◆ SET TASK ◆
Rewrite the data below as a numbered list, skipping any blank lines, beginning at the line that contains "Can you spot the dark jacket?" and stopping after the line that contains "x=581, y=111". List only those lines.

-- BEGIN EXCERPTED RECORDS --

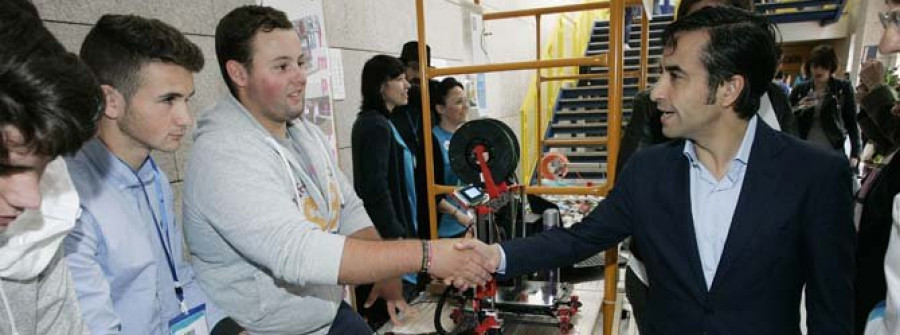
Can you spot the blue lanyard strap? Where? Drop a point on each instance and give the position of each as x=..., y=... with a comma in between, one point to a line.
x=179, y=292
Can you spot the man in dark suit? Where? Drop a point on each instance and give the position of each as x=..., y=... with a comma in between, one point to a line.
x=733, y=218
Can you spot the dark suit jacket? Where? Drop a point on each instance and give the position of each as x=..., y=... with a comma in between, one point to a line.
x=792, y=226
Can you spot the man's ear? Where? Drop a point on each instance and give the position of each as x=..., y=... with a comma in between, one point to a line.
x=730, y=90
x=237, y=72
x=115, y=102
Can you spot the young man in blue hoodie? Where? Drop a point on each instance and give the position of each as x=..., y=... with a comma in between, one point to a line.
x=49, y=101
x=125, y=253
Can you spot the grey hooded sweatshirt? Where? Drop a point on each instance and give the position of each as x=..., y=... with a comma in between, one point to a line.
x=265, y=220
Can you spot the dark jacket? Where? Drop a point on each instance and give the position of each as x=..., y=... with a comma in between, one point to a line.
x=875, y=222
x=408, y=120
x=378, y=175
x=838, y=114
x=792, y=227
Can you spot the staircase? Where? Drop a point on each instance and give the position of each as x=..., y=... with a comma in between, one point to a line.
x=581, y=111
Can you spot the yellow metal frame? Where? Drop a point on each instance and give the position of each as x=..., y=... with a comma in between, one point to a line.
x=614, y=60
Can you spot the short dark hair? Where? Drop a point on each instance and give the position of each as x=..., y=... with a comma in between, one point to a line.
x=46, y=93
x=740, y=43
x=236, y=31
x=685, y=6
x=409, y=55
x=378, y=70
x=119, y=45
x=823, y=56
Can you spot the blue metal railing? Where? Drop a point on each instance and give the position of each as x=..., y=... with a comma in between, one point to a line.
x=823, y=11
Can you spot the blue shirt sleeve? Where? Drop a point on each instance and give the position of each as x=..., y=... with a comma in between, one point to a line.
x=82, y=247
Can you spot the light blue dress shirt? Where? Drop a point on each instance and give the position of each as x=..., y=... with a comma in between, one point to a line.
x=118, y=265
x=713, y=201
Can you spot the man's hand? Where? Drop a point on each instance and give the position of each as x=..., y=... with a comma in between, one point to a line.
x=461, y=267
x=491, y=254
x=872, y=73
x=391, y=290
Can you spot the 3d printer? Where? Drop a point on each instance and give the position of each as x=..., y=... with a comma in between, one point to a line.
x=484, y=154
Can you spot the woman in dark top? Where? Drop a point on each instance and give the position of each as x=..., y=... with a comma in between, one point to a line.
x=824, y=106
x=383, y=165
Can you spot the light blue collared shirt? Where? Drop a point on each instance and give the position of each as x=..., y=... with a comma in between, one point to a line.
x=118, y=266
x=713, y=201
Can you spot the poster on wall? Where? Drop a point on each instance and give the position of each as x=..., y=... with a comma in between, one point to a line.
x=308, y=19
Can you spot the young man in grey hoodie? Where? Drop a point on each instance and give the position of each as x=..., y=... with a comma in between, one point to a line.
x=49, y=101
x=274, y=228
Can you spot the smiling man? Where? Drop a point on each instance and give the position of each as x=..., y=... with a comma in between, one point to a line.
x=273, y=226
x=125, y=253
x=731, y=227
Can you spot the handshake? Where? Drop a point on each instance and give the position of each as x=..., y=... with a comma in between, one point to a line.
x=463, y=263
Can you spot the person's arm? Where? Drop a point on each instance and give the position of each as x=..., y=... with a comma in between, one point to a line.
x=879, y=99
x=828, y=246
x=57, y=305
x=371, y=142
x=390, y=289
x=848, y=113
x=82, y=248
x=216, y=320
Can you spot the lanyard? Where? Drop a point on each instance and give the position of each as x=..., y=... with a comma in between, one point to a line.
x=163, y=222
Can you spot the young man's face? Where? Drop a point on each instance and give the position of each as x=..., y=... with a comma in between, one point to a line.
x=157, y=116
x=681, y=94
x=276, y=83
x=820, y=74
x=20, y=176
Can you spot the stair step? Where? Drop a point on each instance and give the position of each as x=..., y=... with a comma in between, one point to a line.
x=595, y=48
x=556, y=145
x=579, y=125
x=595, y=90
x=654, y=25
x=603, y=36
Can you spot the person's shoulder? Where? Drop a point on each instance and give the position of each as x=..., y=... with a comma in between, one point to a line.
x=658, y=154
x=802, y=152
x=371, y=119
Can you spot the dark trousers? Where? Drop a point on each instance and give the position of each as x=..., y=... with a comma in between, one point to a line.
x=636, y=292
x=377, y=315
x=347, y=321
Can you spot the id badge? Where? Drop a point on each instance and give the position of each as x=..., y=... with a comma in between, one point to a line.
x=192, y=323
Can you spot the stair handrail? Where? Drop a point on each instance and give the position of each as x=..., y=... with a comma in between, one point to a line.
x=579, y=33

-- END EXCERPTED RECORDS --
-- BEGIN EXCERPTED RECORDS --

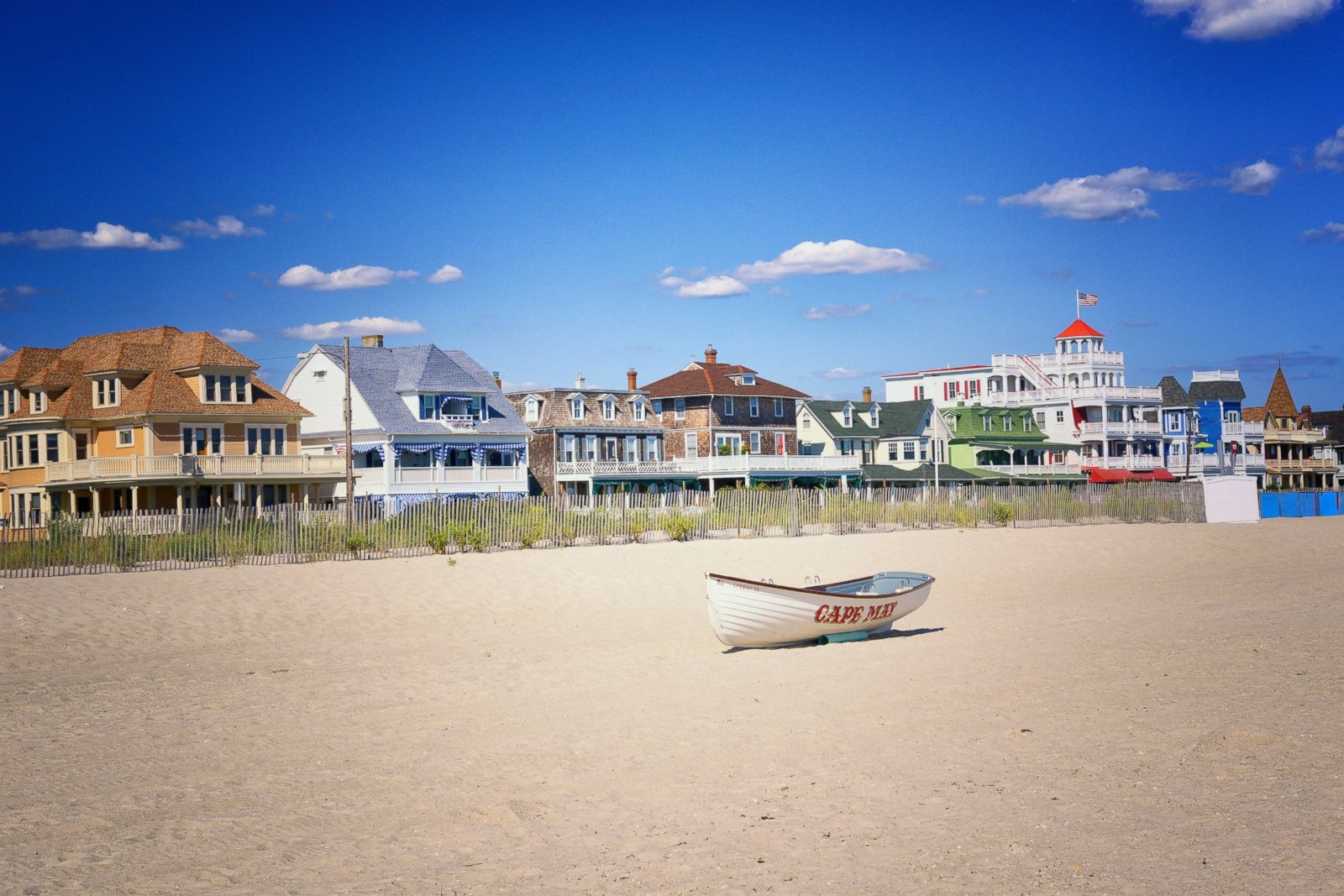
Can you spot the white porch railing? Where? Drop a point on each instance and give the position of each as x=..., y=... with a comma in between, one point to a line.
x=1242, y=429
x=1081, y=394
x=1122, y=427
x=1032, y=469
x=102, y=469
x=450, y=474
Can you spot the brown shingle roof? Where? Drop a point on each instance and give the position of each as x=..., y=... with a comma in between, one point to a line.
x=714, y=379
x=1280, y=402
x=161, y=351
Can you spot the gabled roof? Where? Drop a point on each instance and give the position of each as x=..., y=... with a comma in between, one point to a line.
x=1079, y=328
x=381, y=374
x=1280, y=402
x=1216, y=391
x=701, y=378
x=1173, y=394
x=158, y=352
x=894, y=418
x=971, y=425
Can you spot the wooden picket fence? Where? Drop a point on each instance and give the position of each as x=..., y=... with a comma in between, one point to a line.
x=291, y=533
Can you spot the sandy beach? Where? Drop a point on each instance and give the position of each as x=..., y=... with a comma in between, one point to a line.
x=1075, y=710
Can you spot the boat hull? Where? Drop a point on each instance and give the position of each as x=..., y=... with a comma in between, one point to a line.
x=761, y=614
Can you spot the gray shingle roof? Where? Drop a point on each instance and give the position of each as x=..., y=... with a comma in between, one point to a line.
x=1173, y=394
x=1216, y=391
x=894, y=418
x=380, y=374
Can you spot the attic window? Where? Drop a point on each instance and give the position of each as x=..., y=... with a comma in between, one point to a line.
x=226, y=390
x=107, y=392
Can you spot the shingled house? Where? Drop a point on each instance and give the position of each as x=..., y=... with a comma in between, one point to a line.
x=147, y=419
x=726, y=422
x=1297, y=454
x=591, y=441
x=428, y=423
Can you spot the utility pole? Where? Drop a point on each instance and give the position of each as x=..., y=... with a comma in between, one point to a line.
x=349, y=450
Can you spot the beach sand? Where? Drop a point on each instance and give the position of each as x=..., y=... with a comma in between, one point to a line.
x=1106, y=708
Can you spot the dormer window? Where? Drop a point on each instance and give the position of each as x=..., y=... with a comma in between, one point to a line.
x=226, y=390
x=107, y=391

-- END EXCERPTED RECORDS --

◆ RESPONSE TO THE TASK ◆
1. Can you spot the dark jacket? Where? Drop a point on each instance and give the position of each as x=..., y=... with a comma in between, one point to a line.
2. x=875, y=222
3. x=408, y=120
4. x=378, y=175
5. x=838, y=114
6. x=792, y=227
7. Can you spot the staircase? Where? Drop a point on each instance and give the position of each as x=..., y=... with a comma in between, one point to a line.
8. x=581, y=111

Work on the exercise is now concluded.